→ **PROBLEM SET**
**1.** According to the movie newsletter, which film did the very first edition cover?
**2.** Rewrite the part of the movie newsletter starting with "150th Edition! 'Dune,'" and going on through "spreading the word!", putting "recorded" in place of "podcast".
:: SELECTED TEXT
150th Edition! 'Dune,' 'Last Night in Soho,' 'The French Dispatch'
#150: "Dune," "Last Night in Soho," "The French Dispatch"
Edition 150:
Hey movie lovers!
As always, you can find a podcast version of this newsletter on Apple or Spotify. Thank you so much for listening and spreading the word!
In this week’s newsletter: We’ve really done 150 of these movie newsletters now?! Where has the time gone. There’s a kind of beautiful symmetry to be talking about Denis Villeneuve’s new movie Dune this week, since the very first movie edition covered Sicario: Day of the Soldado, a sequel to Villeneuve’s incredible drug war thriller. The hits keep coming in No. 150 with reviews of new movies from two of my favorite directors, Edgar Wright and Wes Anderson.
All three of this week’s entries ranked in my top 15 of 2021 so far. With many good releases still to come, here’s a look at those rankings:
CODA
Promising Young Woman
Judas and the Black Messiah
Mass
Nomadland
The Father
Dune
Last Night in Soho
The Last Duel
In The Heights
Untold: Breaking Point
Monster
Nobody
Pig
The French Dispatch
Dune
(Theaters, HBO Max)
::::
:: SOURCE DATA
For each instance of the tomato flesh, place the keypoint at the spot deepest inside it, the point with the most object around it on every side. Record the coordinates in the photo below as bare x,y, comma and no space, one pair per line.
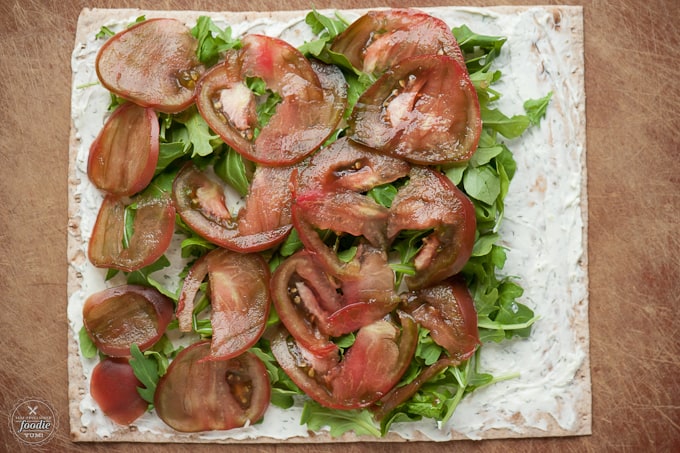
::::
→ **RESULTS IN ORDER**
**1.** Sicario: Day of the Soldado

**2.**
150th Edition! 'Dune,' 'Last Night in Soho,' 'The French Dispatch'
#150: "Dune," "Last Night in Soho," "The French Dispatch"
Edition 150:
Hey movie lovers!
As always, you can find a recorded version of this newsletter on Apple or Spotify. Thank you so much for listening and spreading the word!